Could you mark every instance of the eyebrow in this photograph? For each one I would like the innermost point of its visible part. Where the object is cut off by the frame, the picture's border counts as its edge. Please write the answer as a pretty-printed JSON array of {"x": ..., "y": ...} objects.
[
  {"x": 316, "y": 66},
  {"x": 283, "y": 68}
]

========

* **Task goal**
Your reply should consist of all the records, set down exactly.

* **Exercise answer**
Could you mark every instance of the eyebrow in this photograph? For each one I would like the innermost point of its visible part. Where the object is cut off by the frame, the picture's border counts as its edge. Please write the answer as a pretty-printed JSON array of {"x": ..., "y": ...} objects.
[
  {"x": 316, "y": 66},
  {"x": 283, "y": 68}
]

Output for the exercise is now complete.